**To be done**
Please carry on the feature about Harry Grisedale of Prescot Cables below, continuing it after its final sentence.

**Document**
■ ■ ■
Harry Grisedale - Prescot's GOAT?

The word ‘legend’ should be reserved only for a few exceptional players.

In this feature, I look back at the career of Harry Grisedale of Prescot Cables - a player who truly deserves the title.



On Saturday 18th November 1961, Prescot Cables traveled to Morecambe for a Lancashire Combination fixture. In the 3rd minute, Cables’ goalkeeper Jimmy Wood, suffered a damaged ankle, which resulted in him being carried off. In those days before substitutes were allowed, Cables needed an outfield player to don the keeper’s jersey and gloves. Left-back, Harry Grisedale, stepped in and, thus, completed a remarkable, and probably unique achievement, of appearing in every position on the field for Prescot Cables!


Harry Grisedale represented Prescot Cables for seventeen years and made more than 750 appearances. There is no doubt that he is a Prescot legend and can justifiably be considered one of the Greatest of All Time!


In an article featured in the pages of the Cables matchday programme several years ago, local historian Glyn Williams provided some detail on Grisedale’s early life.


Harry Grisedale was born on 14 December 1929, the sixth of eight children born to Stanley Grisedale and his wife Margaret Cowell. Harry was brought up in the family house at Lathum Close, Whiston. His father, Stanley, was the proprietor of Grisedale’s fish and chip shop at 14 Warrington Road, Prescot. Situated to the left of the Hare & Hounds (Tommy Hall’s) public house, and now occupied by Co-operative Funeralcare.


Harry’s early football was played at Whiston Youth Club and at Prescot Celtic, where his eldest brother, also called Stanley, was a trainer. After National Service in the RAF, 20-year-old Grisedale joined Prescot Cables in 1949 and, after a 10-goal spell as a left-winger in the reserves, he made his first-team debut at Clitheroe on Saturday 12th March 1950, scoring the first goal in a 5-1 Cables victory. Writing in the Prescot and Huyton Reporter, ‘Bon’, the long-standing and respected reporter, Bert Taylor remarked that the young inside-forward ‘fitted his new role as if tailor made for him’.
■ ■ ■
**Extracted records**
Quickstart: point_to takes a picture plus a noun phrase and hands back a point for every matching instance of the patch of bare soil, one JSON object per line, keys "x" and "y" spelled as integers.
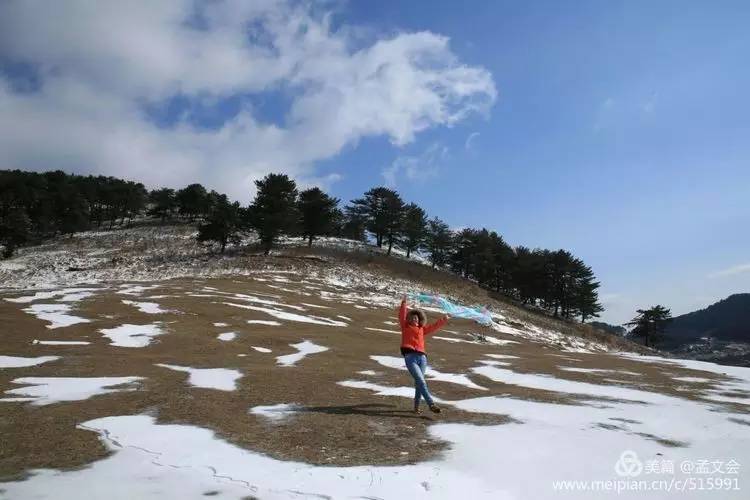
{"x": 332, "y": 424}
■ ■ ■
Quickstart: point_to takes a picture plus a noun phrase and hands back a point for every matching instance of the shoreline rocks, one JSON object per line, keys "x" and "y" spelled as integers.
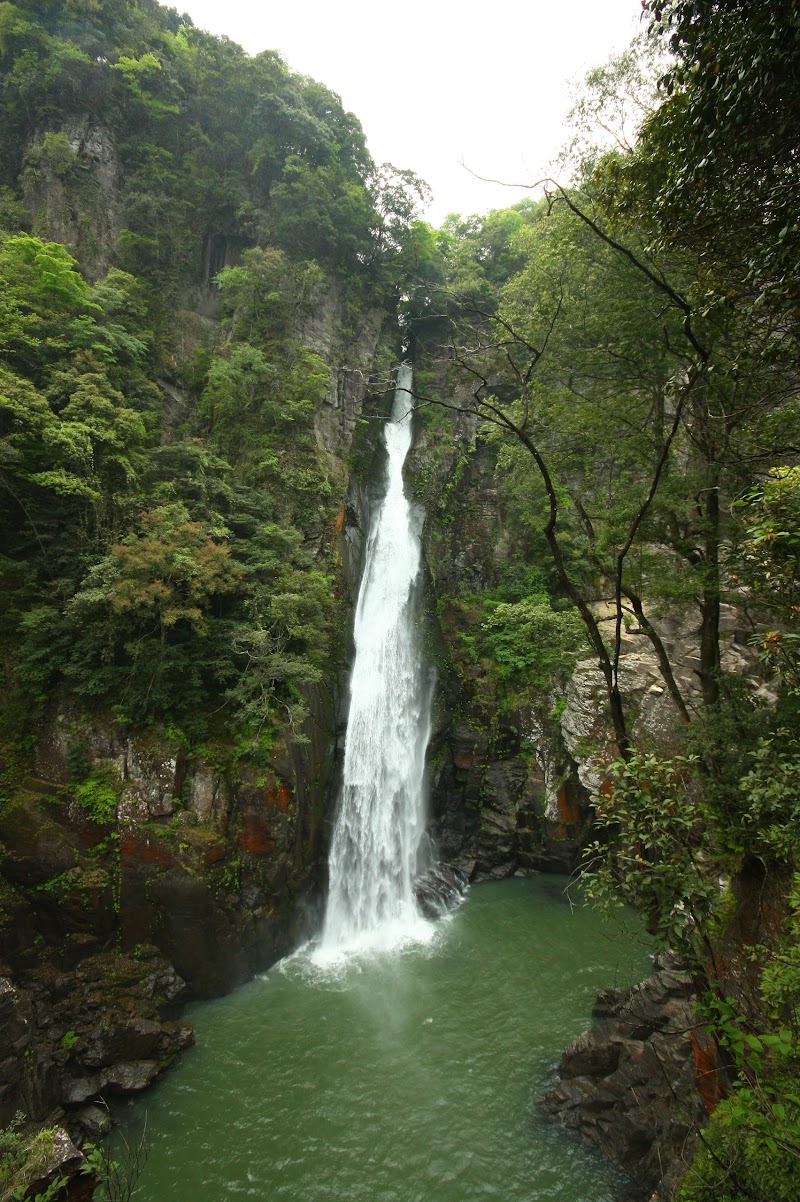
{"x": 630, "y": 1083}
■ ■ ■
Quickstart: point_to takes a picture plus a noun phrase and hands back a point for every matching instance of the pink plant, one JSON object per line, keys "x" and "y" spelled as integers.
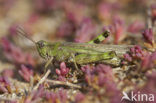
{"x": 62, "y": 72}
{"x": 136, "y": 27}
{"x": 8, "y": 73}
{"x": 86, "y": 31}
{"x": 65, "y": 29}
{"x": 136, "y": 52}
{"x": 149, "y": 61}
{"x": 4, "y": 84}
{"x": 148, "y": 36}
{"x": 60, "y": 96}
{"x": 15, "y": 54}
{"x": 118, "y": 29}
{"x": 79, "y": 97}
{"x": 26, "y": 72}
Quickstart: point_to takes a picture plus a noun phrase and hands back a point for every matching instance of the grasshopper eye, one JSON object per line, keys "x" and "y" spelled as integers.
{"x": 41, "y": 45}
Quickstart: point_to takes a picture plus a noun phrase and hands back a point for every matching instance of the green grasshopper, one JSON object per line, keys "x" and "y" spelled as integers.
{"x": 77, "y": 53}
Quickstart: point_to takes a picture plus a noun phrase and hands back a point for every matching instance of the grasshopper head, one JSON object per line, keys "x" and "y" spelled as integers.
■ ■ ■
**Exercise answer**
Grisedale - the first player on the left - in the successful Whiston Youth Club side

In November 1950, a long term injury to Bill White resulted in Grisedale being selected at full back, where he was considered a success. However, early in 1951 he suffered an injury which kept him out for some weeks and, when he returned, he resumed his berth at inside left. That same year, Harry signed professional forms with Cables.


At the start of the 1951-52 season, Grisedale was back at full back, and scored a hat trick from that position against New Brighton on August Bank Holiday Monday. He was also assigned to penalties and missed one in the FA Cup tie at St Helens Town in September 1951, and another in the infamous FA Cup tie defeat at Bangor City, shortly before a pitch invasion by disgruntled Prescot supporters. He ended the season having scored 12 goals, from the left-back berth, including a hat-trick against Horwich RMI.


Grisedale’s consistent form and regular man of the match performances soon had a host of football league scouts flocking to Hope Street to run the rule over him, and other promising players, like George Kennerdale and Jimmy Price, with Manchester City said to be especially keen, believing that Grisedale would make a first-rate outside left. We do not know whether any of these clubs made offers to Harry but, having previously recruited several players from Prescot, Aston Villa saw Hope Street as a good nursery for potential players and, in 1953, they actually offered Harry terms, but he preferred to put his family commitments first and remain at home.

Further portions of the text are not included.